__About this task__.
From the material below, return exactly the lines starting at the one that holds "Point to every instance of the white" and ending at the one that holds "Target: white floor". Pictures stay out of the answer.

__Material supplied__.
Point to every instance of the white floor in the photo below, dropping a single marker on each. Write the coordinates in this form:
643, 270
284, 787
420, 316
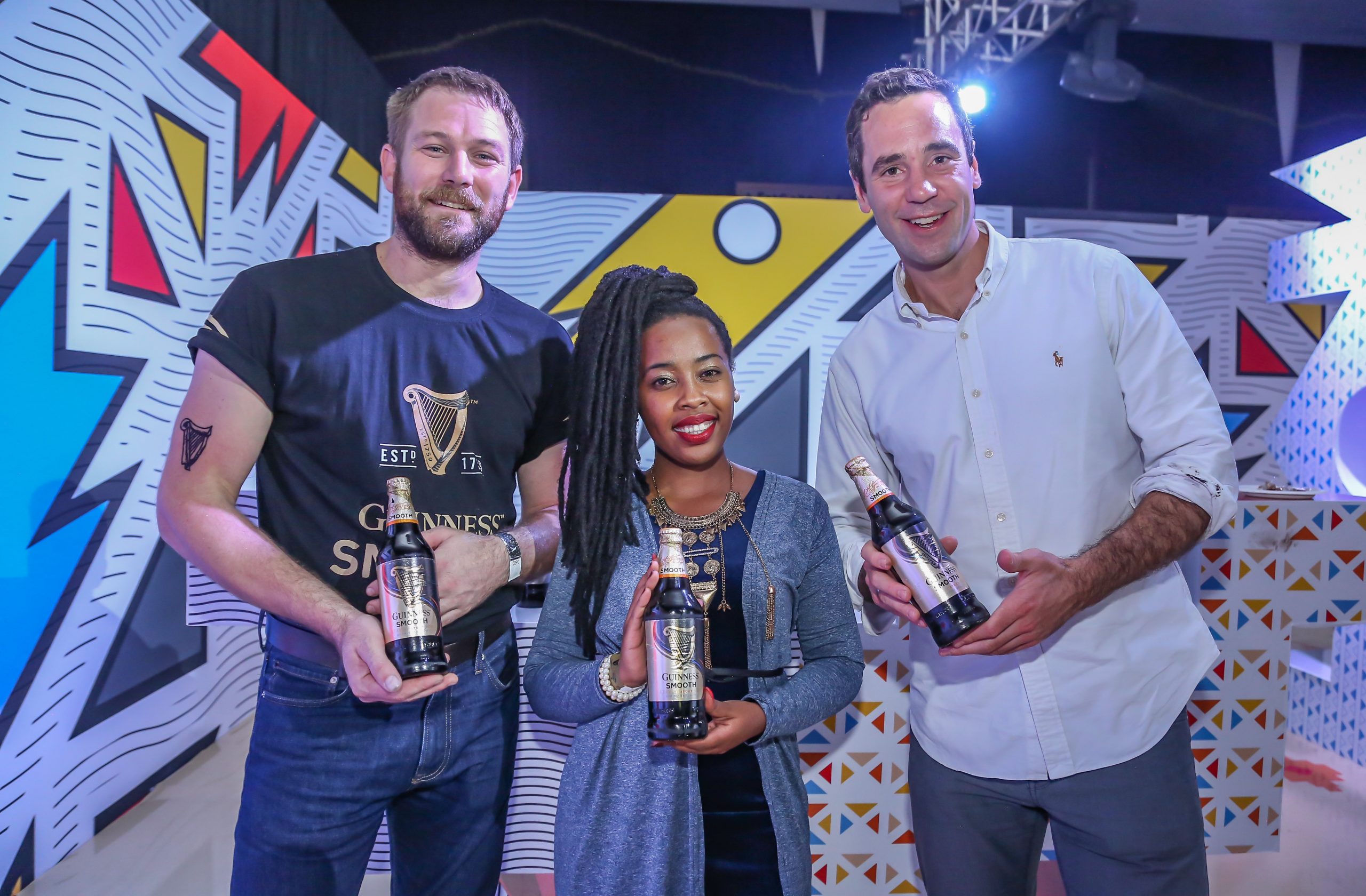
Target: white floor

---

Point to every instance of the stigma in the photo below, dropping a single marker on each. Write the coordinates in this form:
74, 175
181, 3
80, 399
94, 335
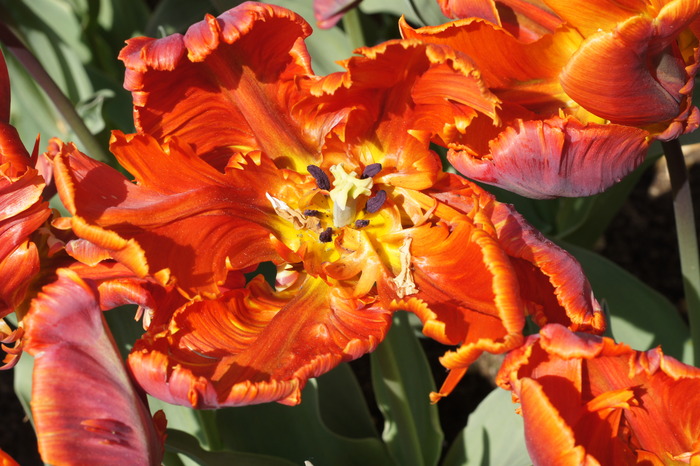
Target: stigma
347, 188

==

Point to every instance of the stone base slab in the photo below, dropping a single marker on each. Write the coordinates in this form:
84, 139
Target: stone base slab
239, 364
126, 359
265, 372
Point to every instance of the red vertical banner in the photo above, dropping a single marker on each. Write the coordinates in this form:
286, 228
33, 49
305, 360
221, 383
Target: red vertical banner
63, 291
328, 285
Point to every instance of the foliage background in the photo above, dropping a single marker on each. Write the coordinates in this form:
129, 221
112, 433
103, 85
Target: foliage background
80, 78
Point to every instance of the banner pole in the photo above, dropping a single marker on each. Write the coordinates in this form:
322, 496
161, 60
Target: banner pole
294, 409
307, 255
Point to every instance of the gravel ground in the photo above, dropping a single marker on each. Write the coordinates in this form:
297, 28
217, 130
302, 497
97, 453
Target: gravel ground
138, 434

__Output of the task__.
Point to every instance of the white floor in the photo below, dropping a single marker on each. Write the coordinates in this form:
643, 270
284, 787
420, 316
Target: white floor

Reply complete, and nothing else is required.